>> START EXCERPT PROVIDED

When you toss with the Devil, you best use a long coin


Mystics versus Pencarrow at Pencarrow House, 26th July 2021

Trent disgraced himself early in his Mystics debut. When Kieron Gill took his eye off his packed lunch for a second too long, Trent saw his opportunity and grabbed a half-finished Yorkie, downing it and the wrapper in about the time it takes for a Jofra Archer delivery to travel the 20 yards to the other end. The next day, it took a significantly more time and effort to get the wrapper out from the far end.

Another Mystics debutant was Matt Crawford (Tiger to any Archers listener), our 103rd player. His behaviour was mostly more seemly than Trent's. In fact, he had a bit of a belter, scoring 21 (across two innings) (it's complicated) and picking up four wickets and two catches.

>> END EXCERPT PROVIDED
>> START MATERIAL PROVIDED

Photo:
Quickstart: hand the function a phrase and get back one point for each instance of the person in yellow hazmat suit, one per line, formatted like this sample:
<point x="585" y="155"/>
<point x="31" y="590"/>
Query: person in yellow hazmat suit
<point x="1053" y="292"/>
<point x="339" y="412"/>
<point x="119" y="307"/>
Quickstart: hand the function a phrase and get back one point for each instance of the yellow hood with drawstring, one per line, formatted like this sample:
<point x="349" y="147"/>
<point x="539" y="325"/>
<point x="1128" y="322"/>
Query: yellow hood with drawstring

>> END MATERIAL PROVIDED

EXERCISES TO COMPLETE
1. In the records, update the stretch from the line containing "of the yellow" through the end of the records, replacing "drawstring" with "toggle" and leaving everything else unchanged.
2. Go on with the cricket match report from the point where it stops.
The match report and the records come from unrelated sources.

ANSWERS FOR THIS EXERCISE
1.
Quickstart: hand the function a phrase and get back one point for each instance of the yellow hood with toggle, one per line, formatted like this sample:
<point x="349" y="147"/>
<point x="539" y="325"/>
<point x="1128" y="322"/>
Query: yellow hood with toggle

2.
The Pencarrow side looked quite a bit stronger than ours. I recognised Jake Rowe and learned that his brother Caleb was also playing. They play regularly at about ten levels up from most of the Mystics. Alongside them was Charlotte Phillips (Gloucestershire Women, player number 1148158 on Cricinfo) and Tom Clarke, who'd decided to play against the Mystics instead of for Cornwall under 14s. But the Pencarrow selection committee had also picked a few from the lower shelves of Carol's Countdown Collection. With careful and sensitive captaincy, this might just turn into a decent game.

Fraser won the toss and chose to bat. Duncan Chave and Mark Hailwood opened against Kieron Gill and Ben Sleeman. Ben, then Benji, made his first appearance against us at the age of seven, in 2016, when he was cleaned up fourth ball by eight-year-old bully, Matthew Borley. Now 12, he bowled at a decent pace with a nice action. The ball that he got Mark Hailwood with was a beauty, cutting back in from outside off stump, between the wandering bat and the stay-at-home pad, to hit middle. Gill, at 16 the senior bowler, also kept a tight line and we were 11 for one after they'd finished their opening stint of four overs each.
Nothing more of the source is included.